▸ Goal A
Return the forum thread about the orange limited Flieger watch word for word and in full.

— Begin Text passage —

This one is not meant for me. I do like the case, but the orange dial/hands is too much for my tastes.


----------



## bioyuki

*Re: Should we build this watch ? ;-) >>> Limited handwind Flieger watch <<< in orange!*

Email sent. I'm super excited about this, but it brings back memories of me missing out on the FO LE years ago =/


----------



## flyingpicasso

*Re: Should we build this watch ? ;-) >>> Limited handwind Flieger watch <<< in orange!*

IWC did a similar color in their Beverly Hills limited edition, so why not Stowa? It's not my cup of tea, but I would think selling a run of 200 is a pretty sure bet.


----------



## tripledot

*Re: Should we build this watch ? ;-) >>> Limited handwind Flieger watch <<< in orange!*



stuffler said:


> The balance is not coated. If you look more closely you will see it is still golden as is the center wheel. Just enlarge the pic.

— End Text passage —

▸ Goal B
Convert part of the saved entries into a JSON list of strings, with one string per line and blank lines omitted. Begin at the first line of the entries and stop after the line that contains "[[0, 0, 236, 130]]".

— Begin Dataset extract —

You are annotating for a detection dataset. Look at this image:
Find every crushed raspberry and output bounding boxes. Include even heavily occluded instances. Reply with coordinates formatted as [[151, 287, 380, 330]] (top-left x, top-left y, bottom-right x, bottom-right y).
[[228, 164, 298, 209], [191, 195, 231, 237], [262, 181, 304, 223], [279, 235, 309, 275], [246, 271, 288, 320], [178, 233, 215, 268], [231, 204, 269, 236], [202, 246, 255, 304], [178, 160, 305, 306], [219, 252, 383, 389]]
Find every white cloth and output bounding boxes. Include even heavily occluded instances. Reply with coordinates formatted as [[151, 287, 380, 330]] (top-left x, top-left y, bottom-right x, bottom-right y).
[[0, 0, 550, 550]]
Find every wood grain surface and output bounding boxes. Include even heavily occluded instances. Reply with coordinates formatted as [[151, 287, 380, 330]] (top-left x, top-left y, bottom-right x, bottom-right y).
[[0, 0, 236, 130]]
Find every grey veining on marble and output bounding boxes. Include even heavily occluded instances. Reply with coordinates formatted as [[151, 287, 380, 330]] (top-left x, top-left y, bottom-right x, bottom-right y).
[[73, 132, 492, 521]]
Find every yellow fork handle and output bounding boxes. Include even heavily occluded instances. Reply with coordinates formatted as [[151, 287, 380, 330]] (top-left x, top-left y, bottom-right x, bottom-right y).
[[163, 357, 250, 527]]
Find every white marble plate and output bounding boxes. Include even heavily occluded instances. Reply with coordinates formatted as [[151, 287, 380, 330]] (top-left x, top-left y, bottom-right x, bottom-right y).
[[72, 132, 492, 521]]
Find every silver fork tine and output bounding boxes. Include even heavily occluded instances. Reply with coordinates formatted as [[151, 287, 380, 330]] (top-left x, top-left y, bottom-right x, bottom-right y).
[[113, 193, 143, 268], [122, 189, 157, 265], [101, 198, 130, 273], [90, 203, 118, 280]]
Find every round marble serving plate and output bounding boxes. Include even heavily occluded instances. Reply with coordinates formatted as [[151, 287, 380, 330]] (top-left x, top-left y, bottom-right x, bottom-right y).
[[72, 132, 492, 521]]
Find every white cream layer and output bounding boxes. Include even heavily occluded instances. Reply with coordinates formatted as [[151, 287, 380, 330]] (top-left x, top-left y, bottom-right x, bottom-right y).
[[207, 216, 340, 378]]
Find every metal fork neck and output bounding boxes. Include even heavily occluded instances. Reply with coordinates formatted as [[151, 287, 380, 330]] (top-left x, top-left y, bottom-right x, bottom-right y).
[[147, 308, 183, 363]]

— End Dataset extract —

▸ Reply A
This one is not meant for me. I do like the case, but the orange dial/hands is too much for my tastes.


----------



## bioyuki

*Re: Should we build this watch ? ;-) >>> Limited handwind Flieger watch <<< in orange!*

Email sent. I'm super excited about this, but it brings back memories of me missing out on the FO LE years ago =/


----------



## flyingpicasso

*Re: Should we build this watch ? ;-) >>> Limited handwind Flieger watch <<< in orange!*

IWC did a similar color in their Beverly Hills limited edition, so why not Stowa? It's not my cup of tea, but I would think selling a run of 200 is a pretty sure bet.


----------



## tripledot

*Re: Should we build this watch ? ;-) >>> Limited handwind Flieger watch <<< in orange!*



stuffler said:


> The balance is not coated. If you look more closely you will see it is still golden as is the center wheel. Just enlarge the pic.

▸ Reply B
[
  "You are annotating for a detection dataset. Look at this image:",
  "Find every crushed raspberry and output bounding boxes. Include even heavily occluded instances. Reply with coordinates formatted as [[151, 287, 380, 330]] (top-left x, top-left y, bottom-right x, bottom-right y).",
  "[[228, 164, 298, 209], [191, 195, 231, 237], [262, 181, 304, 223], [279, 235, 309, 275], [246, 271, 288, 320], [178, 233, 215, 268], [231, 204, 269, 236], [202, 246, 255, 304], [178, 160, 305, 306], [219, 252, 383, 389]]",
  "Find every white cloth and output bounding boxes. Include even heavily occluded instances. Reply with coordinates formatted as [[151, 287, 380, 330]] (top-left x, top-left y, bottom-right x, bottom-right y).",
  "[[0, 0, 550, 550]]",
  "Find every wood grain surface and output bounding boxes. Include even heavily occluded instances. Reply with coordinates formatted as [[151, 287, 380, 330]] (top-left x, top-left y, bottom-right x, bottom-right y).",
  "[[0, 0, 236, 130]]"
]